Goal of the exercise:
In the records below, locate the line containing "Consider the photo above. Spot each instance of the sky", then output that line and all later lines exactly, through the last one.

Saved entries
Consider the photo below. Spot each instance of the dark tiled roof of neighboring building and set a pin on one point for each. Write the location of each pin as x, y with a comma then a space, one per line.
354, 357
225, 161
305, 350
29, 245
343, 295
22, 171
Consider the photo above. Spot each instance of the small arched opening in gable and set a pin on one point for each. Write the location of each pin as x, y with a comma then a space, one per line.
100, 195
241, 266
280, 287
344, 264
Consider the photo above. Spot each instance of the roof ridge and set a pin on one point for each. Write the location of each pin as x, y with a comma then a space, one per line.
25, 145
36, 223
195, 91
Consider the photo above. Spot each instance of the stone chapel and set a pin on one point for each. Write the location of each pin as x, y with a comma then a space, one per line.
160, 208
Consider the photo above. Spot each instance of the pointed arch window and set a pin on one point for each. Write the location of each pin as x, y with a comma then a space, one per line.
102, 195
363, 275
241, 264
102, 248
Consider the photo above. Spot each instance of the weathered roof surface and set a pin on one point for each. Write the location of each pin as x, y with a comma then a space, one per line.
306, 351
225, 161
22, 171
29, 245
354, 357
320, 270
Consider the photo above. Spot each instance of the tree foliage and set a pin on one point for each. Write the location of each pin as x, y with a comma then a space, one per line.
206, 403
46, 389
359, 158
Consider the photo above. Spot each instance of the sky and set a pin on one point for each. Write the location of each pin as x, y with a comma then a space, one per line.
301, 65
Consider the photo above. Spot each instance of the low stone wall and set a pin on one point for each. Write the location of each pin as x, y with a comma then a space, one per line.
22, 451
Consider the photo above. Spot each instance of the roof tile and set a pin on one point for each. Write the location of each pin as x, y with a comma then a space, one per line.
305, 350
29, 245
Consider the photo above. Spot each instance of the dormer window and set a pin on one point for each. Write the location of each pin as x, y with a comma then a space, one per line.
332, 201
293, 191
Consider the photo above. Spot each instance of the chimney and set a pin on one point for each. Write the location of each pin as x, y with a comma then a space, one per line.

Solution:
Consider the photo above. Spot each instance of the sky and set a pin on one point for each. Write the location of each pin as x, y with a comma then a space, one per line.
301, 65
Consider the photo above. Spot each instance of the low stone wall and set a pin on one point for each. Write the location of each pin as x, y with a comma then a space, one per line.
22, 451
Consider the photo above. Spot each instance of the roof tile and set a pin on one point for each. Write the location of each pin as x, y with a comma then a space, one per line.
305, 350
29, 245
Consider the photo above. Spot each instance of the dormer window and set a pin on one point for each. Write the location of each pin as x, y with a comma then a space, one per line.
332, 201
293, 191
Consider the photo above. Spot each instance of the chimney and set a pin on one point for each. Write the location of each pin as x, y with a comma then a space, one per line.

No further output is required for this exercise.